---------- TEXTO EXIBIDO ----------
Como as marés moldaram o surgimento da antiga Suméria, a primeira civilização do mundo

O estudo, “Fundamentos Morfodinâmicos da Suméria”, foi conduzido por Liviu Giosan, cientista sênior emérito da Woods Hole Oceanographic Institution, e Reed Goodman, professor assistente de Ciências Sociais Ambientais da Clemson University. Eles combinaram dados de satélite, informações paleoambientais e novas amostras de sondagem no sítio Tell al-Hiba, da antiga Lagash, para reconstruir a paisagem da região milhares de anos atrás.
Historicamente, estudiosos atribuíam a prosperidade da Suméria durante o período Uruk (aproximadamente 6.000–5.200 anos atrás) ao pastoreio, ao comércio e à diversidade de recursos. Isso, por si só, não explica como as primeiras sociedades conseguiam alcançar excedentes agrícolas suficientes para sustentar cidades-estado avançadas como Uruk, Ur e Lagash antes do desenvolvimento de grandes sistemas de irrigação.
---------- LINHAS DE DADOS ----------
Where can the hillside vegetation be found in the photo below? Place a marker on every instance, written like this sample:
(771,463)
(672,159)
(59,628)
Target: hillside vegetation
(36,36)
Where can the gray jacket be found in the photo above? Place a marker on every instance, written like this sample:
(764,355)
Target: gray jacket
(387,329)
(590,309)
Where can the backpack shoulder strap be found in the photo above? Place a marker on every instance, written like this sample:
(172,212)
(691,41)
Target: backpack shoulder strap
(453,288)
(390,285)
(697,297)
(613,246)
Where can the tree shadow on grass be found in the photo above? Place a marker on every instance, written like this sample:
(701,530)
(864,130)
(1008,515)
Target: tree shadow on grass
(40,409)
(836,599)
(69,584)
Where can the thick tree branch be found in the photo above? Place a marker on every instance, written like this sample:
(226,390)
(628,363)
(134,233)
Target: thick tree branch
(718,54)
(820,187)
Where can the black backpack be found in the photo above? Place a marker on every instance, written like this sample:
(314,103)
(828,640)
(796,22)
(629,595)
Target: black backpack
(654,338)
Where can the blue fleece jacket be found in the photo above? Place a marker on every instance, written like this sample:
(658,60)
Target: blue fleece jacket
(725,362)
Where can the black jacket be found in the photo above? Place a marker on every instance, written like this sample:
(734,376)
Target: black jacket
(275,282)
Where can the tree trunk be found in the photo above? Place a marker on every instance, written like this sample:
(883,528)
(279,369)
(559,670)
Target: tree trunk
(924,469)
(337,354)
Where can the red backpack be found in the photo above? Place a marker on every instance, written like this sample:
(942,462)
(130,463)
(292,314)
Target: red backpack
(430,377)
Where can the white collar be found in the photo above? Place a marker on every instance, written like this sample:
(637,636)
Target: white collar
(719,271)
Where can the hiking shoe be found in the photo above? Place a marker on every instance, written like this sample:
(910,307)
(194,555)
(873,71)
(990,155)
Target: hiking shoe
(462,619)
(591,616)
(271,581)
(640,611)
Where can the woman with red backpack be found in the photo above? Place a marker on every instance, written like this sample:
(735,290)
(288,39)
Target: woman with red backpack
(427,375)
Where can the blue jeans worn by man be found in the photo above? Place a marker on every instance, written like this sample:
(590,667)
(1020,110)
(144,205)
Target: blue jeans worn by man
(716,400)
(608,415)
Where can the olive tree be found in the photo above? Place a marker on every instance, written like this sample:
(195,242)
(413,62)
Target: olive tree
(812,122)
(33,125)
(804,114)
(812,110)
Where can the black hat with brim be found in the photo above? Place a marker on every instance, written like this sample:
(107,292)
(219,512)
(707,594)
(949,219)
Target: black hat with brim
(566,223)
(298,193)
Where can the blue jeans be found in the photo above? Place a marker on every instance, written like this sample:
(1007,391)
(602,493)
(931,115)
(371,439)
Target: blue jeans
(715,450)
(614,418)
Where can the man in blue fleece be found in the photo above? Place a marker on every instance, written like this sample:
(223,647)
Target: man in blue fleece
----------
## DETALHES DO EXERCÍCIO:
Reproduza sem alterações o trecho do texto sobre as marés e a Suméria que começa em "Historicamente, estudiosos atribuíam" e segue até "sistemas de irrigação.".

## A RESPOSTA:
Historicamente, estudiosos atribuíam a prosperidade da Suméria durante o período Uruk (aproximadamente 6.000–5.200 anos atrás) ao pastoreio, ao comércio e à diversidade de recursos. Isso, por si só, não explica como as primeiras sociedades conseguiam alcançar excedentes agrícolas suficientes para sustentar cidades-estado avançadas como Uruk, Ur e Lagash antes do desenvolvimento de grandes sistemas de irrigação.